Directions for this task:
Reproduce verbatim the lines below, starting with the line that contains "QA review pass — verify and re-annotate all instances of elderly" and continuing through the line that contains "[[237, 489, 514, 683]]".

Exercise data:
--- start ---

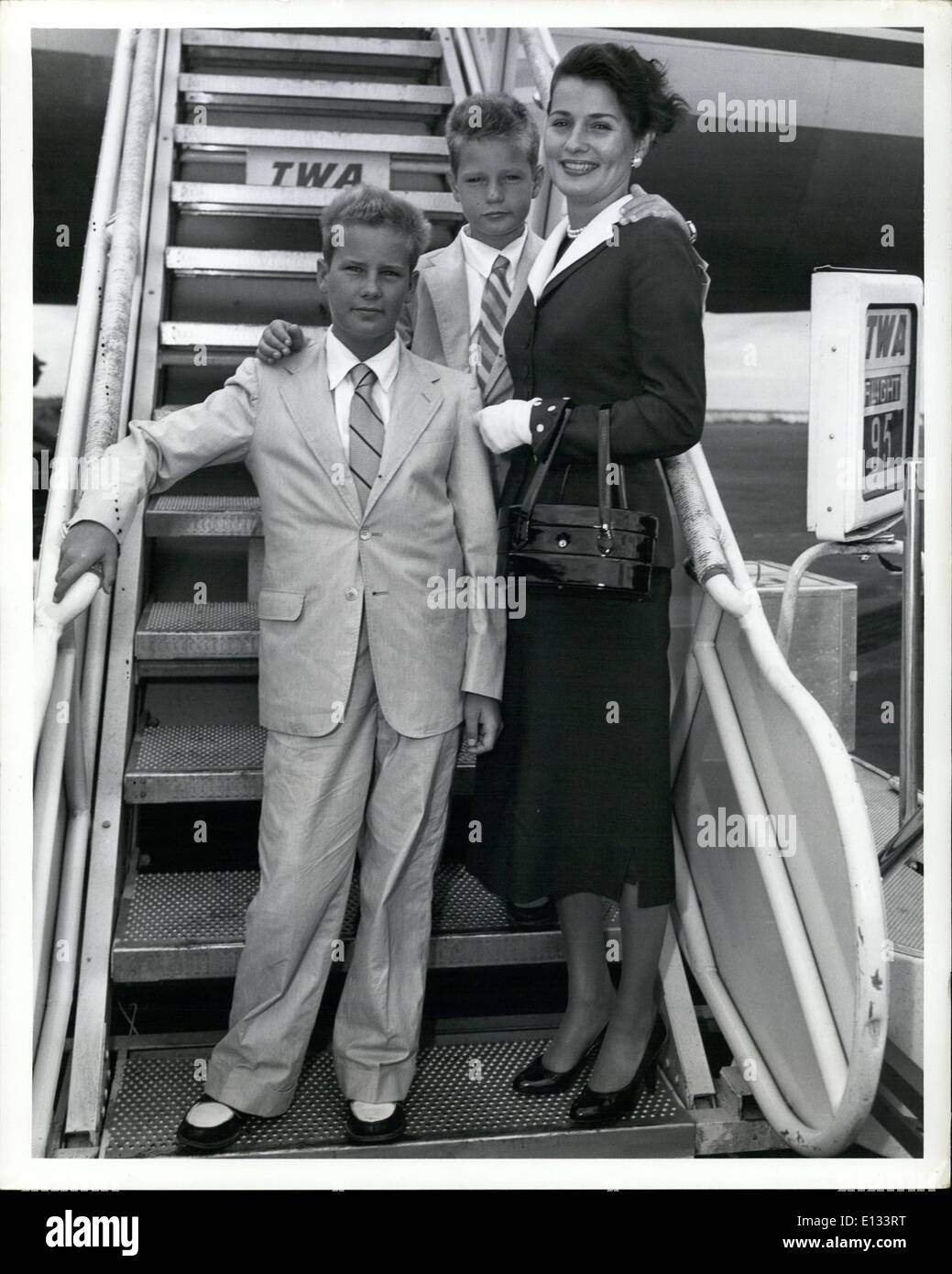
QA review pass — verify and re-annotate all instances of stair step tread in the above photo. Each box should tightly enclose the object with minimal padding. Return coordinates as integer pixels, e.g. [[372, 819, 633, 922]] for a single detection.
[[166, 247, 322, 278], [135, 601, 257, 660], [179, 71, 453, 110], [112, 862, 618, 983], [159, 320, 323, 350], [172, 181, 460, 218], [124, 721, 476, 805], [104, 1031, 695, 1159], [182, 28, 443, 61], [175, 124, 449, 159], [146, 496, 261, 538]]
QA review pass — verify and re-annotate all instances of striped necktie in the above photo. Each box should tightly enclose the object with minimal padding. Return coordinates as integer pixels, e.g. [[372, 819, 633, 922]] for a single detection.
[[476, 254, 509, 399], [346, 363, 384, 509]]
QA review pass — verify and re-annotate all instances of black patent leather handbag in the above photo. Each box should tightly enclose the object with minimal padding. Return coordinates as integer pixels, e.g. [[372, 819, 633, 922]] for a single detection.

--- end ---
--- start ---

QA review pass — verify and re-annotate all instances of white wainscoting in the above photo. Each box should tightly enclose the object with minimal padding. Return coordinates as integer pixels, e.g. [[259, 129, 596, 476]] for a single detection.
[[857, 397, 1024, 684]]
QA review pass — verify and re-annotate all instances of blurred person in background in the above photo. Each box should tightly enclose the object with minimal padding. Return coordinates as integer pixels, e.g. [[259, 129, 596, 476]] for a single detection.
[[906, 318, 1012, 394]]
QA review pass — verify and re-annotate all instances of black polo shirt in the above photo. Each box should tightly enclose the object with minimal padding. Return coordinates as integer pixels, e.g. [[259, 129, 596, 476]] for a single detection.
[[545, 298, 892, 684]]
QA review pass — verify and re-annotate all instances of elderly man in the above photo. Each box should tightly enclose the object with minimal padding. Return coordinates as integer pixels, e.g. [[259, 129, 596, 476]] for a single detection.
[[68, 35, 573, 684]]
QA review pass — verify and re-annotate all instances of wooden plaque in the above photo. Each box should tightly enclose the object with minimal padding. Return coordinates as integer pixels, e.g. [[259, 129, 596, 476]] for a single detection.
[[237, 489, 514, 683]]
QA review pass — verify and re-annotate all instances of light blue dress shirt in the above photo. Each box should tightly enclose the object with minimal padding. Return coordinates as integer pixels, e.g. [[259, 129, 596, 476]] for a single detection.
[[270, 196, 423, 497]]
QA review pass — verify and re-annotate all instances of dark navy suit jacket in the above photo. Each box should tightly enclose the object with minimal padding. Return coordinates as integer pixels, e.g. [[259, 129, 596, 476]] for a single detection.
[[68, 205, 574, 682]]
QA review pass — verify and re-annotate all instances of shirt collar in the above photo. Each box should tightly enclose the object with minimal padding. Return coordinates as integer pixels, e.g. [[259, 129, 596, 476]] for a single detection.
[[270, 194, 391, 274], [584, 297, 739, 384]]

--- end ---

Answer to the problem:
QA review pass — verify and re-annotate all instances of elderly man in the above photo. Each box should tightly enclose the object with minimal padding. Return coordinates as integer pixels, e.g. [[259, 129, 596, 476]] for a single detection.
[[68, 35, 573, 684]]
QA review pass — verify and re-annotate all instances of wooden plaque in the above photo. Each box should tightly enclose the object with minimal padding. Return coordinates as integer pixels, e.g. [[259, 129, 596, 476]] for a single detection.
[[237, 489, 514, 683]]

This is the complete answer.